● Short exercise 1
In the semiconductor package passage, write out everything from "The underfill layer UF of" down to "dummy pillars 140.".

● Text segment
(begin)

Referring to FIG. 2, the semiconductor package 10a may further include an underfill layer UF.

The underfill layer UF of the semiconductor package 10a may surround at least a portion of the side surface of the protective insulating layer 120. In some embodiments, the underfill layer UF may completely surround the side surface of the protective insulating layer 120. The molding layer ML may surround the underfill layer UF, a portion of the side surface of the protective insulating layer 120, which is not covered with the underfill layer UF, and the first semiconductor chip 101. The horizontal width of the underfill layer UF may increase toward the redistribution layer RDL. However, the shape of the underfill layer UF is not limited thereto.

Referring to FIG. 3, the semiconductor package 10b may further include a plurality of dummy pillars 140.

The dummy pillars 140 of the semiconductor package 10b may be on the first semiconductor chip 101. The dummy pillars 140 may be on the active surface of the first semiconductor chip 101 and may be apart from the conductive pillars 110 in the first horizontal direction (the X direction) and the second horizontal direction (the Y direction).

In some embodiments, the dummy pillars 140 may be arranged to surround the conductive pillars 110. In this regard, the dummy pillars 140 may be located near the edge of the active surface of the first semiconductor chip 101 and the conductive pillars 110 may be located in the central portion of the active surface of the first semiconductor chip 101. However, the location of the dummy pillars 140 is not limited thereto. The dummy pillars 140 may be located between the conductive pillars 110.

(end)

● Short exercise 2
Say how many lines of the entries below contain the string "leaf", treating uppercase and lowercase as different. Give only the number.

● Working data

(begin)

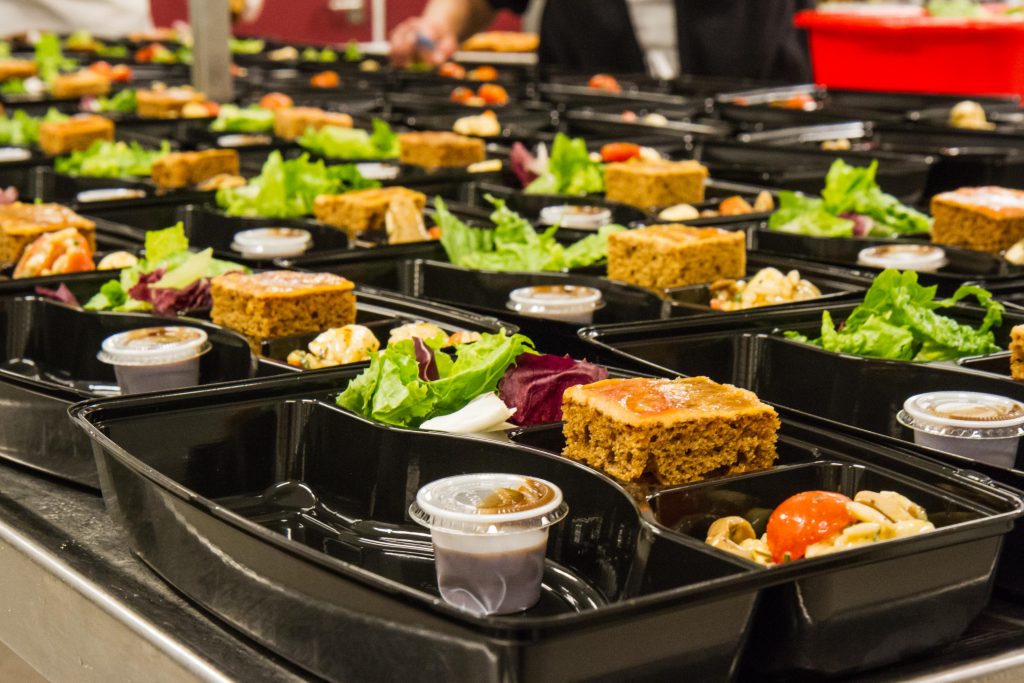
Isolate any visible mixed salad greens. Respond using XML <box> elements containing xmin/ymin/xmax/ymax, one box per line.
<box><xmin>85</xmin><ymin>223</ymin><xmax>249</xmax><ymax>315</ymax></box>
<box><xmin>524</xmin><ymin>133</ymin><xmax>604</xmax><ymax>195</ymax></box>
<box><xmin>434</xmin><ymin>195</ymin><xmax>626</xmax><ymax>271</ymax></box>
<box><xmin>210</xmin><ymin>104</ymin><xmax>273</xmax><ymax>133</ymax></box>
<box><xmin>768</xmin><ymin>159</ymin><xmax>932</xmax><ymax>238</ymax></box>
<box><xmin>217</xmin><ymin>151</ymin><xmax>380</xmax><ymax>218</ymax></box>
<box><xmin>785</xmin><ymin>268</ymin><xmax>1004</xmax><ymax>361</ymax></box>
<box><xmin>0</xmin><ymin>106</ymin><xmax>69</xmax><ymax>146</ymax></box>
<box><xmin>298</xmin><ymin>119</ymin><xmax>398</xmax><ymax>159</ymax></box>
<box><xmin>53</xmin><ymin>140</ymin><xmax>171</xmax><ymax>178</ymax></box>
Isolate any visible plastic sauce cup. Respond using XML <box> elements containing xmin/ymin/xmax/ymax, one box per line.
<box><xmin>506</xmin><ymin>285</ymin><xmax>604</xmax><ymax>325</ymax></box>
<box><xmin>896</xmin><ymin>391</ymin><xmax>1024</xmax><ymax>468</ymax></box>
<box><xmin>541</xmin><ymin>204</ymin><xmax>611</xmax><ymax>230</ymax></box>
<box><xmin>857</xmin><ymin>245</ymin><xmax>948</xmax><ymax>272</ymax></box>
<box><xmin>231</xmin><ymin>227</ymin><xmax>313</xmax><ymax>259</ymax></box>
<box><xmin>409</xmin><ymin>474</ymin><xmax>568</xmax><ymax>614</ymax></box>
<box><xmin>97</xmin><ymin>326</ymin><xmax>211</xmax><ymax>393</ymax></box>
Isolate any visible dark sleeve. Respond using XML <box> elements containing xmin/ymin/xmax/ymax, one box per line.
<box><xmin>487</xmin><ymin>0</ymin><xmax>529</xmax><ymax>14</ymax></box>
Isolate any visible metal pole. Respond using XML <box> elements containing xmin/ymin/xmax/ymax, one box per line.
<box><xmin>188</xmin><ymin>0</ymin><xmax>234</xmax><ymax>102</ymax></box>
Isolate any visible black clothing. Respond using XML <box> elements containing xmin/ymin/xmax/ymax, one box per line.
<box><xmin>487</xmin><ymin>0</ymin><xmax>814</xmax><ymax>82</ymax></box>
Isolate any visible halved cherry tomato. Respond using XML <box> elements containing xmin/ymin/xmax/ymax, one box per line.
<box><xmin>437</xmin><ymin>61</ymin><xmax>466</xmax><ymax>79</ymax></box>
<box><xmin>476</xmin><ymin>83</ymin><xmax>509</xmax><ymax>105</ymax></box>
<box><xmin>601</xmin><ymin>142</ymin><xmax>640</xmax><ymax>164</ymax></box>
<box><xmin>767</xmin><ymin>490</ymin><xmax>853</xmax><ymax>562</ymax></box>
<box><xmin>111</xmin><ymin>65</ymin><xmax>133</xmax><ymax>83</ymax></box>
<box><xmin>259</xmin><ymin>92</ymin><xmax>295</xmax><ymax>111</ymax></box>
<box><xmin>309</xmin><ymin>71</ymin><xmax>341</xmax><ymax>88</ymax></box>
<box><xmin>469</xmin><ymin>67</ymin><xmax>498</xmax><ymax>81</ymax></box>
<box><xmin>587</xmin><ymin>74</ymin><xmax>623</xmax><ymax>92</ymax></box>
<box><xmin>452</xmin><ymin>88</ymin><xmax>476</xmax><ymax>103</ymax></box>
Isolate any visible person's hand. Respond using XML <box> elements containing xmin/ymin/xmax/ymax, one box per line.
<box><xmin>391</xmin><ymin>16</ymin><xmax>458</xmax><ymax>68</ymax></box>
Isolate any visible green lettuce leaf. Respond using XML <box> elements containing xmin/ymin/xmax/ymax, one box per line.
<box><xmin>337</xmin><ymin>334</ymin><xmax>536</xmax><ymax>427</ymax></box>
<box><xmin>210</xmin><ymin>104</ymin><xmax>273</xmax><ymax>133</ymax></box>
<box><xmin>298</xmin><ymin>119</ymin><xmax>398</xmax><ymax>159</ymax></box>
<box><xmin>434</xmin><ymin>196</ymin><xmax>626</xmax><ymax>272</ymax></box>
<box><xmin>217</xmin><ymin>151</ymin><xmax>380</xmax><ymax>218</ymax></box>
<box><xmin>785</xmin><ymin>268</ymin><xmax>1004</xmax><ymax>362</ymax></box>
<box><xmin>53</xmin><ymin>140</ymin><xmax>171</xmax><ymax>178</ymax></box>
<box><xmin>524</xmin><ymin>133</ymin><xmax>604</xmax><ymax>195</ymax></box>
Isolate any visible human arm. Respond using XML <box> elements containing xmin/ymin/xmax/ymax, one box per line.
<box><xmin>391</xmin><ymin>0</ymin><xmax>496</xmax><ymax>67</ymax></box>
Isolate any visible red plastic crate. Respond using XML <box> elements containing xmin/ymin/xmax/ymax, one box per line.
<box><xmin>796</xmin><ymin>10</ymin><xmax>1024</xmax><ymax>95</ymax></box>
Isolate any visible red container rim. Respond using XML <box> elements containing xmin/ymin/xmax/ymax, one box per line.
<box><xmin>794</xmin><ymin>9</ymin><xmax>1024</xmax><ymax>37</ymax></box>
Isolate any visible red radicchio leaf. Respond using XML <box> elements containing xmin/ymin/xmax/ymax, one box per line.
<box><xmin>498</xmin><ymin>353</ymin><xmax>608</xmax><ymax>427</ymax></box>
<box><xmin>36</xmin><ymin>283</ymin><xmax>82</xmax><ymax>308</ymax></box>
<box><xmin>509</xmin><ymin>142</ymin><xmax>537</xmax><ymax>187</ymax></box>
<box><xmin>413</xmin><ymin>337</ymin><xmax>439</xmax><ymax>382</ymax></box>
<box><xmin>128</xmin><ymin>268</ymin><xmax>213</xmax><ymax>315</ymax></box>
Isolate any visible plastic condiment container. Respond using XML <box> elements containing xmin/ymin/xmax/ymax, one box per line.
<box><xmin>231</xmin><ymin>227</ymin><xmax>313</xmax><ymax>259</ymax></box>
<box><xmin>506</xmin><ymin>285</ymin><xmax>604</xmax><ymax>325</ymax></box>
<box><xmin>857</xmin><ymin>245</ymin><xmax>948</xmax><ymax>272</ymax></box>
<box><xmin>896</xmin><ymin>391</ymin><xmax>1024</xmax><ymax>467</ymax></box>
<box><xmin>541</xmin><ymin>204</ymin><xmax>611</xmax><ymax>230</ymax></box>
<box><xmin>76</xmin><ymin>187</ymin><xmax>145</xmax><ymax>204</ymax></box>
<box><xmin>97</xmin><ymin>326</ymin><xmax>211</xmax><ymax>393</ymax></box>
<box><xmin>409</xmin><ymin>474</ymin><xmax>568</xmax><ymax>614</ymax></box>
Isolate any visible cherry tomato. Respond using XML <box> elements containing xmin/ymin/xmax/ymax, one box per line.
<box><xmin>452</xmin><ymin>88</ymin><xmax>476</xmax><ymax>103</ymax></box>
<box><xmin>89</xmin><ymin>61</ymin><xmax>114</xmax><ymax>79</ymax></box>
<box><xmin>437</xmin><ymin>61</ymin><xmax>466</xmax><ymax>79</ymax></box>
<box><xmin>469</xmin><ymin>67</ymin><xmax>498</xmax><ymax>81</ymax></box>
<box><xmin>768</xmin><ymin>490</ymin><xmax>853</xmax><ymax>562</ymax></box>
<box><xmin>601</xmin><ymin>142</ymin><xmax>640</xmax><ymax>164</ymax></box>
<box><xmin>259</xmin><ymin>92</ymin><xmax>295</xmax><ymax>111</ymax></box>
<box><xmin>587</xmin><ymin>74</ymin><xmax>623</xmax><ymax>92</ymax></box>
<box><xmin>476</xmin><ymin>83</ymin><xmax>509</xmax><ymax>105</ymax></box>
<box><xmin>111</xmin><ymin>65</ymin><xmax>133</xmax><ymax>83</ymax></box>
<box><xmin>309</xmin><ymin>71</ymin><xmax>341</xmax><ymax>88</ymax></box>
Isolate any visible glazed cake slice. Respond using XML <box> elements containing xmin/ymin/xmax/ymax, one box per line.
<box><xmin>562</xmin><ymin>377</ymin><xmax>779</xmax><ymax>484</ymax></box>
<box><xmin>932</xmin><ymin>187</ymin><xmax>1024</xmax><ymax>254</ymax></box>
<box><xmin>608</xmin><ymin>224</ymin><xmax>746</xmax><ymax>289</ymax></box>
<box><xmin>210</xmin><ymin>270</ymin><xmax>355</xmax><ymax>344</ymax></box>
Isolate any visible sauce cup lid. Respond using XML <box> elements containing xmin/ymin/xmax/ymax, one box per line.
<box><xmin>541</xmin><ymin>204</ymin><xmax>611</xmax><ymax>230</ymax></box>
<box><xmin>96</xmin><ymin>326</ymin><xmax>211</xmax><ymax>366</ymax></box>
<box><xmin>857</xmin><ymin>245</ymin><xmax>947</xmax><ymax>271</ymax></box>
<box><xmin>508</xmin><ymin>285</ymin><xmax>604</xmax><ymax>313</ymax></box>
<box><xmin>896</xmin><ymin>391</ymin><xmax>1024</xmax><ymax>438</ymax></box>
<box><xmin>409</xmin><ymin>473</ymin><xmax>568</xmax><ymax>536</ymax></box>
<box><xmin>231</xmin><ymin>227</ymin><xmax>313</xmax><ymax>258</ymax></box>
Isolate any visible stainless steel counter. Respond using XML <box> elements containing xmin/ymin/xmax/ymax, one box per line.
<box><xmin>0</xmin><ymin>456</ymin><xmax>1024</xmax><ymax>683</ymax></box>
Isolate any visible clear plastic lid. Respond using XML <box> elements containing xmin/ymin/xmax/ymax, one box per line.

(end)

● Worked answer 1
The underfill layer UF of the semiconductor package 10a may surround at least a portion of the side surface of the protective insulating layer 120. In some embodiments, the underfill layer UF may completely surround the side surface of the protective insulating layer 120. The molding layer ML may surround the underfill layer UF, a portion of the side surface of the protective insulating layer 120, which is not covered with the underfill layer UF, and the first semiconductor chip 101. The horizontal width of the underfill layer UF may increase toward the redistribution layer RDL. However, the shape of the underfill layer UF is not limited thereto.

Referring to FIG. 3, the semiconductor package 10b may further include a plurality of dummy pillars 140.

● Worked answer 2
2